■ Brief ■
Please pull out each line of the material below that contains the word "beard".

■ Data shown ■
____________________
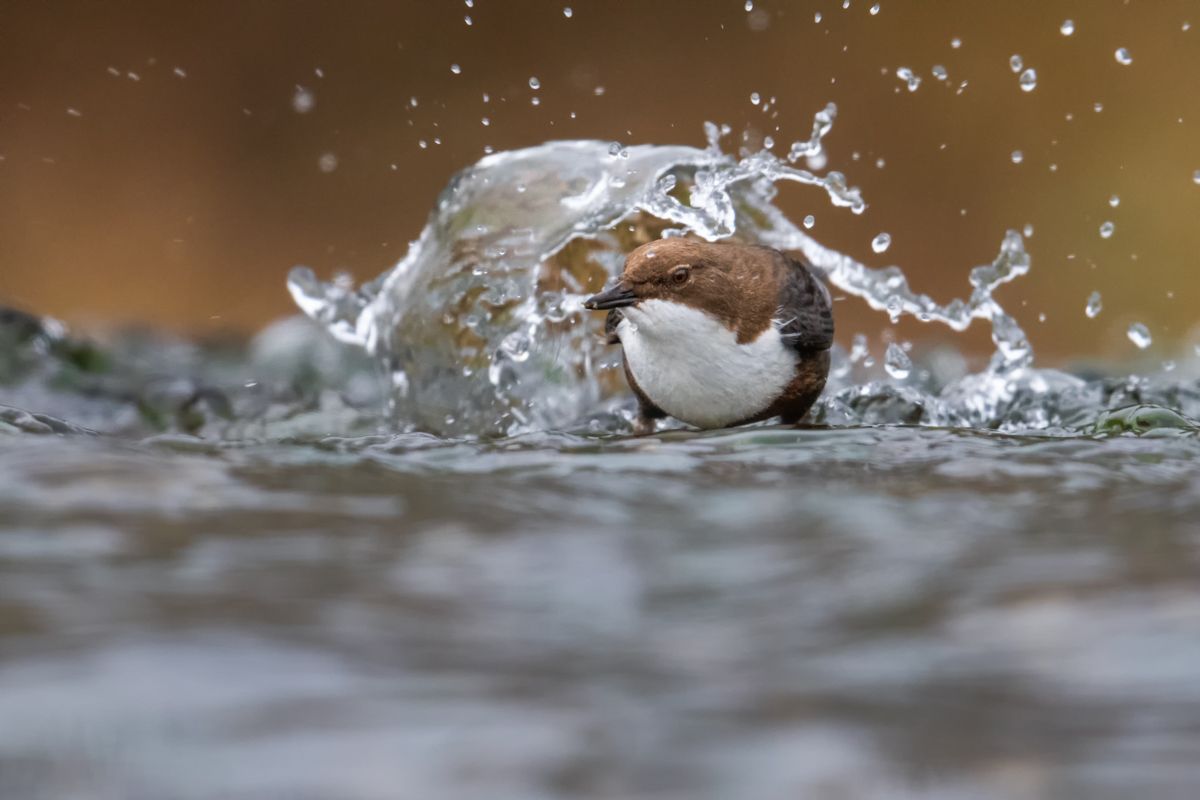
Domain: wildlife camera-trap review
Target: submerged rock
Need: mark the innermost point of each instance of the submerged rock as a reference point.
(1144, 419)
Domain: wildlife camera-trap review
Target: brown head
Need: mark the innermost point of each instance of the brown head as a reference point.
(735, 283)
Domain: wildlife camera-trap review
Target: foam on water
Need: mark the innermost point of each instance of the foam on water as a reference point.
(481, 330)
____________________
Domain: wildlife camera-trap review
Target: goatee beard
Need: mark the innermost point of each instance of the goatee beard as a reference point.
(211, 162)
____________________
■ Full response ■
Target: goatee beard
Need: mark the innermost point of each instance of the goatee beard as a reference point.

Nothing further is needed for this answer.